OBJECTIVE A: Reproduce the dataset versioning guide below word for word.

EXCERPT TO READ:
[Start]

Dataset Versioning

Guide to using Artifacts for dataset versioning
W&B Artifacts help you save and organize machine learning datasets throughout a project's lifecycle.

Common use cases

  1. 1.
    Version data seamlessly, without interrupting your workflow
  2. 2.
    Prepackage data splits, like training, validation, and test sets
  3. 3.
    Iteratively refine datasets, without desynchronizing the team
  4. 4.
    Juggle multiple datasets, as in fine-tuning and domain adaptation
  5. 5.
    Visualize & share your data workflow, keeping all your work in one place

Flexible tracking and hosting

Beyond these common scenarios, you can use core Artifact features to upload, version, alias, compare, and download data, supporting any custom dataset workflow on local or remote filesystems, via S3, GCP, or https.

Core Artifacts features

W&B Artifacts support dataset versioning through these basic features:
  1. 1.

[End]

WORKING DATA:

[Start]

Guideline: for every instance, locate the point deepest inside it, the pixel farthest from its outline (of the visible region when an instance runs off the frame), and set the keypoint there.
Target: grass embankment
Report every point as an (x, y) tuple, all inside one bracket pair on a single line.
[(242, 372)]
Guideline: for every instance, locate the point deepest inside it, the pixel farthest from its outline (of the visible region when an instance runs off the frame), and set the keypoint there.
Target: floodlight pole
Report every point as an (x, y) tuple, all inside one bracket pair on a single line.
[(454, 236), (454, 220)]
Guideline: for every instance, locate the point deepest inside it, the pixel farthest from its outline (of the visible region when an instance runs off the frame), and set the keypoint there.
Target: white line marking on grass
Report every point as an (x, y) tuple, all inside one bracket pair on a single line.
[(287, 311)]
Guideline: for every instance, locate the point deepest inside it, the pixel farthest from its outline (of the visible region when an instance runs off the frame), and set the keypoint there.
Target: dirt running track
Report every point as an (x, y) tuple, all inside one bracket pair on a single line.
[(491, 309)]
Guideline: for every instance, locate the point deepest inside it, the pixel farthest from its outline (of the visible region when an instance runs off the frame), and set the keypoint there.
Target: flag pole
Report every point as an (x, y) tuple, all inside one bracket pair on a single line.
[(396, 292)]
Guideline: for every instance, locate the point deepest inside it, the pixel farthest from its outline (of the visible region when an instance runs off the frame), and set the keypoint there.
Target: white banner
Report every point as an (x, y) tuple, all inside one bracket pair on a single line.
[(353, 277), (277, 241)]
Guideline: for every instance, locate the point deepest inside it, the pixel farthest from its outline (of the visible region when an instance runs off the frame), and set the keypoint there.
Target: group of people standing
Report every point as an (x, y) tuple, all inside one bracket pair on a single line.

[End]

OBJECTIVE B: Give as a JSON list of strings the lines of the entries from the first line of the entries through the line containing "[(454, 236), (454, 220)]", both ends included, with one string per line and blank lines omitted.

EXERCISE RESPONSE A:
Dataset Versioning

Guide to using Artifacts for dataset versioning
W&B Artifacts help you save and organize machine learning datasets throughout a project's lifecycle.

Common use cases

  1. 1.
    Version data seamlessly, without interrupting your workflow
  2. 2.
    Prepackage data splits, like training, validation, and test sets
  3. 3.
    Iteratively refine datasets, without desynchronizing the team
  4. 4.
    Juggle multiple datasets, as in fine-tuning and domain adaptation
  5. 5.
    Visualize & share your data workflow, keeping all your work in one place

Flexible tracking and hosting

Beyond these common scenarios, you can use core Artifact features to upload, version, alias, compare, and download data, supporting any custom dataset workflow on local or remote filesystems, via S3, GCP, or https.

Core Artifacts features

W&B Artifacts support dataset versioning through these basic features:
  1. 1.

EXERCISE RESPONSE B:
[
  "Guideline: for every instance, locate the point deepest inside it, the pixel farthest from its outline (of the visible region when an instance runs off the frame), and set the keypoint there.",
  "Target: grass embankment",
  "Report every point as an (x, y) tuple, all inside one bracket pair on a single line.",
  "[(242, 372)]",
  "Guideline: for every instance, locate the point deepest inside it, the pixel farthest from its outline (of the visible region when an instance runs off the frame), and set the keypoint there.",
  "Target: floodlight pole",
  "Report every point as an (x, y) tuple, all inside one bracket pair on a single line.",
  "[(454, 236), (454, 220)]"
]